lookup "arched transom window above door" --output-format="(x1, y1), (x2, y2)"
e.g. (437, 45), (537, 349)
==========
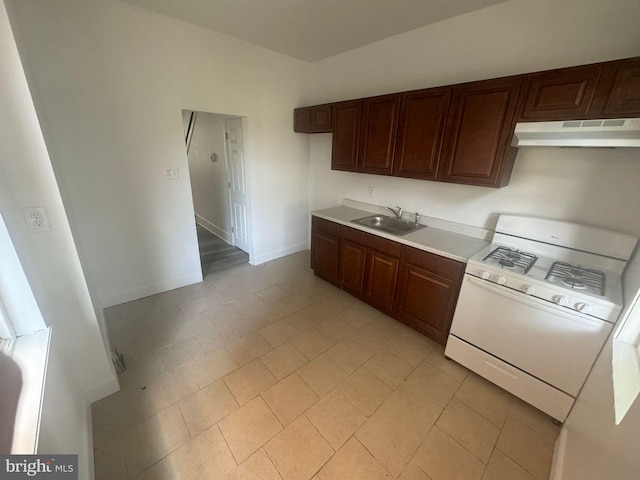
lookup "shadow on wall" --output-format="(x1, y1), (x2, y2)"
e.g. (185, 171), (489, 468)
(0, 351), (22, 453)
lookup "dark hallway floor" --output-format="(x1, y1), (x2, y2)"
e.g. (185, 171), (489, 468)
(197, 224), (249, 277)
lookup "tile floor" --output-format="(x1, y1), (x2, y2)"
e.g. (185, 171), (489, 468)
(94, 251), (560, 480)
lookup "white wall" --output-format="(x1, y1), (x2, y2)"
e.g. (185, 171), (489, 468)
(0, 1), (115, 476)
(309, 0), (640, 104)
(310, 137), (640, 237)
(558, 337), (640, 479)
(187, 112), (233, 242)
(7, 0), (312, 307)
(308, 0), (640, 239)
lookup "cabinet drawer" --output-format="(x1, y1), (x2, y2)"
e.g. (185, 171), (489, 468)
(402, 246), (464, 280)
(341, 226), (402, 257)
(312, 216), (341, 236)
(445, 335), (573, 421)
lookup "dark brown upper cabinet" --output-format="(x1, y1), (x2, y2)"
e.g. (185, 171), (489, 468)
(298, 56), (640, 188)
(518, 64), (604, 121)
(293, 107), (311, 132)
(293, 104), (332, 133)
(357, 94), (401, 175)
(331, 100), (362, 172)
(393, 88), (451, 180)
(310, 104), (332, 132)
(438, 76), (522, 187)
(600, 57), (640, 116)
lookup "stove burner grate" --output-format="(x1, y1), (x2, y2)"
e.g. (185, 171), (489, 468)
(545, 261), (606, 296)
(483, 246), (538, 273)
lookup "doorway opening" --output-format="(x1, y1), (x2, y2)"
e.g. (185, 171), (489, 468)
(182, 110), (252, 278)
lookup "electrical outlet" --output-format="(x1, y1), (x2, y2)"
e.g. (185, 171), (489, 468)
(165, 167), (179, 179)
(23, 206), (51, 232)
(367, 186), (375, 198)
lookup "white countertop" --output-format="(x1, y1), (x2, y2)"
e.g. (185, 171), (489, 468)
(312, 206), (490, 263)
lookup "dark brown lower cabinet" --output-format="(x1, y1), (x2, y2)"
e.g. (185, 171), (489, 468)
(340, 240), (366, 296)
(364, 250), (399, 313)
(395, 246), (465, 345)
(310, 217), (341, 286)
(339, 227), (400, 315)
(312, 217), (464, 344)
==========
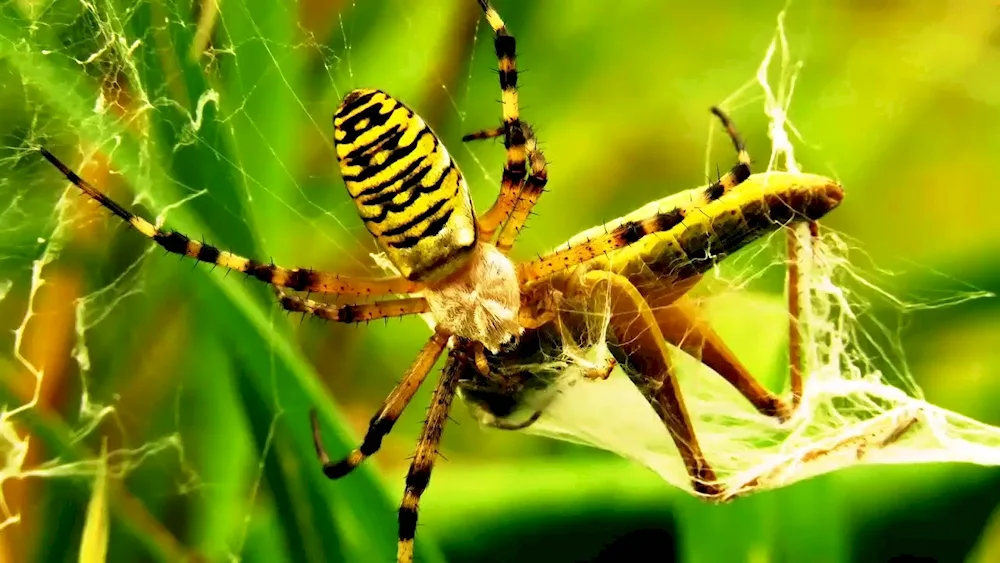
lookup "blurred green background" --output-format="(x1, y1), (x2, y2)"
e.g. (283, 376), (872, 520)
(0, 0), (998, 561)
==========
In the listing above, locate the line with "transom window above" and the line with "e.g. (437, 45), (537, 349)", then extract exactly those lines and every line between them, and nothing more.

lookup "arched transom window above door" --output-format="(x1, y1), (x2, y2)"
e.g. (437, 45), (537, 349)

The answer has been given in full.